---- Data for the task
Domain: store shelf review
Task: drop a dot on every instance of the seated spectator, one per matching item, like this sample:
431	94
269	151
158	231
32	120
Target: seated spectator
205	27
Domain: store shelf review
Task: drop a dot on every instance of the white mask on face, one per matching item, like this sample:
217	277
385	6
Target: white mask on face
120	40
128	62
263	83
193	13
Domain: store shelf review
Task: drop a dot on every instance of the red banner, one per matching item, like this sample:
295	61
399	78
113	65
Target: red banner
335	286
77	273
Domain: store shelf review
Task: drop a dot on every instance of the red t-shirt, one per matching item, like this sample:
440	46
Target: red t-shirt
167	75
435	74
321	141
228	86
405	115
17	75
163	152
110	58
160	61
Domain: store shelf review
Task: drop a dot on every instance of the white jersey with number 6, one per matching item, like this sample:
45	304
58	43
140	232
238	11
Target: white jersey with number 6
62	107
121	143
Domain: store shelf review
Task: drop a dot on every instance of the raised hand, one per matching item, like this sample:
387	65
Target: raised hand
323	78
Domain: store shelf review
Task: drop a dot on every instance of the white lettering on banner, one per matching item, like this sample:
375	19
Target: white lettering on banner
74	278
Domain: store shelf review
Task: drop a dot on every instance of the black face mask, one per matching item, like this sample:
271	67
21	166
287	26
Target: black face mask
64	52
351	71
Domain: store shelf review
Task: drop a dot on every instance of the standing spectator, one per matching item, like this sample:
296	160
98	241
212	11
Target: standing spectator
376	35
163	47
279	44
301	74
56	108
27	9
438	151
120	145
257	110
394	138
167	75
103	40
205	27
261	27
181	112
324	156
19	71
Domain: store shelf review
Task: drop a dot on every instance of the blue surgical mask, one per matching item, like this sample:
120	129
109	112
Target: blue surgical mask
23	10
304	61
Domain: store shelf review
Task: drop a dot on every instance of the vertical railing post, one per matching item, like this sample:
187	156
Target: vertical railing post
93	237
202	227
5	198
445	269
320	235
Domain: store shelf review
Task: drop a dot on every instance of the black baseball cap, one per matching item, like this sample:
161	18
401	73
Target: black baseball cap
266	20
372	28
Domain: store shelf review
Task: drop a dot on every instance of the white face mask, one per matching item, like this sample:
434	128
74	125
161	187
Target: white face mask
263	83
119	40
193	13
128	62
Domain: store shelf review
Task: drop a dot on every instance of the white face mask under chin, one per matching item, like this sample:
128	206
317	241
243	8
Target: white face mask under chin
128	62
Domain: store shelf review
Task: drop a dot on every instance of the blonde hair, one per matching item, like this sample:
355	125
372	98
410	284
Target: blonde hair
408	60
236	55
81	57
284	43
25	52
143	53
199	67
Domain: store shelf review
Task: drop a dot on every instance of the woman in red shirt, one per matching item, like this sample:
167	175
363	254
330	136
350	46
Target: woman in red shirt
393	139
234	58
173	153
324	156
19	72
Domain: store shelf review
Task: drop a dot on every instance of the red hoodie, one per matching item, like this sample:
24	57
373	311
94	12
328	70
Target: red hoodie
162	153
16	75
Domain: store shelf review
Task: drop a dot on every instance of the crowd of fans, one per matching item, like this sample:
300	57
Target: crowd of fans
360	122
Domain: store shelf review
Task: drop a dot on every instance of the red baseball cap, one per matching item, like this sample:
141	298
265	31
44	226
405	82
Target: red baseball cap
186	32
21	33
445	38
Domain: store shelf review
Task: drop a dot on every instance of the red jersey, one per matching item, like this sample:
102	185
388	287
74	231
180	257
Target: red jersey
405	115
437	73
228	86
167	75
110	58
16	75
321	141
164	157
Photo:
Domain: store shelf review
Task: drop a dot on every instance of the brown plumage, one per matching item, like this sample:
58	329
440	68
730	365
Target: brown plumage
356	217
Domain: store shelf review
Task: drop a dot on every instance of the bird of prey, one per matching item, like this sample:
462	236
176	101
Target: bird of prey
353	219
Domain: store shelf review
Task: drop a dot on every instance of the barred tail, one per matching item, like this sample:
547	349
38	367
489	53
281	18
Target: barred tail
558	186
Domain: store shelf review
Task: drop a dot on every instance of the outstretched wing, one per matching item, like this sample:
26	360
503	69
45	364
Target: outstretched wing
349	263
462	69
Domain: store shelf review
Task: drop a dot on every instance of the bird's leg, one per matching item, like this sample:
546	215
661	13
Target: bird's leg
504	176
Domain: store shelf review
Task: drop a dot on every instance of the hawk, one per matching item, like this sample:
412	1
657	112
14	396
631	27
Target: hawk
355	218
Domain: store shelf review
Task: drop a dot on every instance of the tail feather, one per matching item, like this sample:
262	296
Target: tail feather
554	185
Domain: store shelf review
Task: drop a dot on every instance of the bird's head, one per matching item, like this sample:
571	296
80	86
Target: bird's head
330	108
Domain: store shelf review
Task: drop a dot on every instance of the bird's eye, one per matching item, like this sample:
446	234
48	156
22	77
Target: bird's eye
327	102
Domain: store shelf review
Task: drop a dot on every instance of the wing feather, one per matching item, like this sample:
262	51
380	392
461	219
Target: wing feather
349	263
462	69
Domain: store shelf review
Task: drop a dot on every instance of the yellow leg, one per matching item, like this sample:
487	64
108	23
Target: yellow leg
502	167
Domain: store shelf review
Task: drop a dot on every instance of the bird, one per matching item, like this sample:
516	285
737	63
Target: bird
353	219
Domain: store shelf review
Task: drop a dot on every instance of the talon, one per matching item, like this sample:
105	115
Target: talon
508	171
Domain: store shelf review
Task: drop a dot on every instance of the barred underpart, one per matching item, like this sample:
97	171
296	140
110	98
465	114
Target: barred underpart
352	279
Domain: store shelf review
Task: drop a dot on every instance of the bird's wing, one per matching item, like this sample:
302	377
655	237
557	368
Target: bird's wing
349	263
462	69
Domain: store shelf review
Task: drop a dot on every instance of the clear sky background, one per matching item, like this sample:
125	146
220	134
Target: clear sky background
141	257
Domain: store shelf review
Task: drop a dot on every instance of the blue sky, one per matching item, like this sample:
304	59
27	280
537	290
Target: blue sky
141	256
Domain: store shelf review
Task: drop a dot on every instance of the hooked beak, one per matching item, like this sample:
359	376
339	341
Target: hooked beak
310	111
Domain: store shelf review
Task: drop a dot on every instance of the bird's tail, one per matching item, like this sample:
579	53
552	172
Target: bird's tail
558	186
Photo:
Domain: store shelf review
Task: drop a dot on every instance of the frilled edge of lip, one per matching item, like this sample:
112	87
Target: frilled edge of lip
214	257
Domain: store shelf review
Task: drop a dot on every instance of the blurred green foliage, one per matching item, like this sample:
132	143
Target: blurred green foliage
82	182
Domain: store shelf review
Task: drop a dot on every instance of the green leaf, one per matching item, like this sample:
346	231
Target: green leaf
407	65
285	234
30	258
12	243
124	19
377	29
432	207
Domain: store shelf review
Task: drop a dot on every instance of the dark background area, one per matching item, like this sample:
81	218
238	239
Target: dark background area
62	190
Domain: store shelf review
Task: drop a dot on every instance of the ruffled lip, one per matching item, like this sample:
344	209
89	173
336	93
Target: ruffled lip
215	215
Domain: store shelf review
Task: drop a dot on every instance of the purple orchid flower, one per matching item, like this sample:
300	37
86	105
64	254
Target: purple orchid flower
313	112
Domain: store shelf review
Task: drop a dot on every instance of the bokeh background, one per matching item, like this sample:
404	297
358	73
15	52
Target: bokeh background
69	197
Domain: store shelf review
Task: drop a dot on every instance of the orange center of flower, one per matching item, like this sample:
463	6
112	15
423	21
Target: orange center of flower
--------
• **What the task asks**: Return what is listed above, exactly and completely.

• **Output for this exercise**:
Domain: store shelf review
Task: drop a dot on every instance of the seated spectator, one per matching item, like this sample:
431	94
269	151
158	231
32	120
Target: seated spectator
205	27
Domain: store shelf review
Task: drop a dot on every instance of the white mask on face, one per matching item, like this sample:
217	277
385	6
Target: white mask on face
120	40
128	62
263	83
193	13
Domain: store shelf review
Task: drop a dot on every instance of the red banner, one per matching item, like this sample:
295	61
399	78
113	65
Target: red banner
335	286
77	273
Domain: store shelf review
Task: drop a dot on every instance of the red t-shirt, one per matching item, like this sample:
440	46
Target: red t-shirt
167	75
435	74
321	141
228	86
405	115
17	75
163	152
110	58
160	61
Domain: store shelf review
Task: drop a dot on every instance of the white jersey with number 6, one per matching item, like this sample:
45	304
58	43
140	232
238	11
Target: white jersey with number 6
62	107
121	143
Domain: store shelf review
Task: drop a dot on every instance of the raised hand, one per matching item, like this sample:
387	65
Target: raised hand
323	78
Domain: store shelf review
Task: drop a dot on every instance of the white lettering on banner, one per matching item, like this sample:
375	19
Target: white lettering on banner
74	278
Domain: store shelf review
Task: drop a dot on every instance of the black face mask, one per matching item, like this sample:
271	67
21	166
287	26
Target: black face mask
64	52
351	71
Domain: store shelf review
Task: drop a dot on every instance of the standing spectator, one per matching item, like this sample:
296	160
98	241
212	11
Target: standing spectator
376	35
163	47
279	44
301	74
56	108
27	9
438	151
120	145
257	110
394	138
167	75
103	40
205	27
261	27
181	112
324	156
19	71
Domain: store shelf review
Task: drop a dot on every instance of the blue surgical mask, one per matching item, like this sample:
120	129
109	112
Target: blue surgical mask
23	10
304	61
Domain: store shelf review
Task: drop a dot on every instance of the vertical railing post, one per matching item, like this sample:
187	156
Target: vertical railing post
93	237
202	227
5	198
445	269
320	235
Domain: store shelf review
Task: drop a dot on every instance of the black baseball cap, one per matching item, like this sample:
161	18
401	73
Target: black baseball cap
266	20
372	28
Domain: store shelf review
Task: drop a dot on every instance of the white face mask, one per matching item, like this sample:
434	128
74	125
161	187
Target: white face mask
263	83
119	40
193	13
128	62
Domain: store shelf review
Task: drop a dot on every instance of the white face mask under chin, one per matching item, like this sample:
128	206
317	241
243	8
Target: white face mask under chin
128	62
Domain: store shelf review
Task: drop a dot on every instance of the blonde hair, one per matching item, like this sample:
355	125
372	98
410	284
Target: blonde hair
408	60
236	55
81	57
284	43
25	52
143	53
199	67
Domain: store shelf review
Task: drop a dot on every instance of the woman in red shirt, one per matching item, like this sample:
167	175
363	254
330	136
350	46
Target: woman in red shirt
393	139
234	58
173	153
324	156
19	72
Domain: store shelf review
Task: drop a dot on every instance of the red hoodie, one per matching item, like this sample:
24	57
373	311
94	12
328	70
Target: red hoodie
162	153
16	75
Domain: store shelf review
Task: drop a dot on every instance of the crowd of fans, one per matching item, like this sample:
300	57
Target: crowd of fans
360	122
Domain: store shelf review
Task: drop a dot on every instance of the red baseball cap, one per matching item, like this sample:
141	298
265	31
44	226
405	82
Target: red baseball cap
186	32
21	33
445	38
Domain: store shelf review
Task: drop a dot on every instance of the red jersey, one per matching item, like this sample:
102	185
388	287
74	231
180	257
Target: red jersey
405	115
437	73
228	86
167	75
110	58
16	75
321	141
164	157
Photo:
Domain: store shelf review
Task: drop a dot on every instance of the brown plumage, one per matching item, like this sample:
58	329
440	68
730	365
Target: brown plumage
356	217
Domain: store shelf review
Task: drop a dot on every instance of the bird of prey, one per matching item, like this sample:
462	236
176	101
Target: bird of prey
353	219
Domain: store shelf review
Task: drop a dot on every instance of the barred tail, one per matching item, like this sample:
547	349
38	367
489	53
281	18
Target: barred tail
558	186
Domain: store shelf review
Task: drop a dot on every instance of the outstretched wing, one per matching item, like this sample:
26	360
503	69
45	364
Target: outstretched wing
349	263
462	69
Domain: store shelf review
Task: drop a dot on every instance of the bird's leg, one per matching item, like this sample:
546	215
661	13
Target: bird's leg
504	176
Domain: store shelf review
Task: drop a dot on every instance of the hawk, one per matching item, like this sample:
412	1
657	112
14	396
631	27
Target: hawk
355	218
Domain: store shelf review
Task: drop a dot on every instance of the tail feather, one per matching item, like this sample:
262	296
Target: tail feather
554	185
Domain: store shelf review
Task: drop a dot on every instance of the bird's head, one per matching item, like this sample:
571	296
80	86
Target: bird's head
330	108
Domain: store shelf review
Task: drop a dot on every instance of the bird's eye, one per matching item, like this sample:
446	234
48	156
22	77
Target: bird's eye
327	102
Domain: store shelf review
Task: drop a dot on every instance of the wing feather, one per matching item, like this sample:
262	51
380	392
461	219
Target: wing feather
349	263
462	69
Domain: store shelf review
Task: drop a dot on every instance of the yellow leg, one per matching item, like this sample:
487	64
108	23
Target: yellow leg
502	167
Domain: store shelf review
Task: drop a dot on every instance of the bird, one per matching item, like this sample:
516	285
737	63
Target: bird
353	219
Domain: store shelf review
Task: drop a dot on every instance of the talon, one per matching item, like this sample:
105	115
Target: talon
508	171
Domain: store shelf review
Task: drop a dot on every instance of the barred underpart, one per matching item, like this sample:
97	171
296	140
110	98
465	114
Target: barred underpart
352	279
Domain: store shelf review
Task: drop a dot on every instance of the bird's wing, one per matching item, like this sample:
302	377
655	237
557	368
Target: bird's wing
349	263
462	69
Domain: store shelf review
Task: drop a dot on every instance of the clear sky background, one per matching item, like this sample:
125	146
220	134
Target: clear sky background
141	257
Domain: store shelf review
Task: drop a dot on every instance of the blue sky, one per matching item, like this sample:
304	59
27	280
537	290
Target: blue sky
141	256
Domain: store shelf review
Task: drop a dot on every instance of the hooked beak, one per matching item, like this sample:
359	376
339	341
Target: hooked beak
310	111
Domain: store shelf review
Task: drop a dot on every instance of the bird's tail, one per matching item, like this sample:
579	53
552	172
Target: bird's tail
558	186
Photo:
Domain: store shelf review
Task: drop a dot on every instance of the frilled edge of lip, one per matching item, like this sample:
112	87
Target: frilled edge of lip
214	257
Domain: store shelf review
Task: drop a dot on every instance of the blurred green foliage, one per matching item, like this sample:
132	143
Target: blurred green foliage
82	182
Domain: store shelf review
Task: drop a dot on every instance of the green leaf, one per matching item, like this sample:
346	231
Target: green leaf
407	65
285	234
30	258
12	243
124	19
377	29
432	207
Domain: store shelf review
Task: drop a dot on every instance of the dark background area, one per matching item, like this sample:
81	218
238	239
Target: dark background area
62	190
Domain: store shelf review
Task: drop a dot on every instance of the ruffled lip, one per matching item, like this sample:
344	209
89	173
336	93
Target: ruffled lip
215	215
Domain: store shelf review
Task: drop a dot on every instance of the purple orchid flower, one per matching item, like this sample:
300	37
86	105
64	254
Target: purple orchid flower
313	112
Domain: store shelf review
Task: drop a dot on every instance of the bokeh background, one per matching item, like this sample:
404	297
358	73
15	52
Target: bokeh background
69	197
Domain: store shelf review
Task: drop a dot on every instance of the orange center of flower, one per matching item, like this sample:
463	6
112	15
423	21
Target: orange center of flower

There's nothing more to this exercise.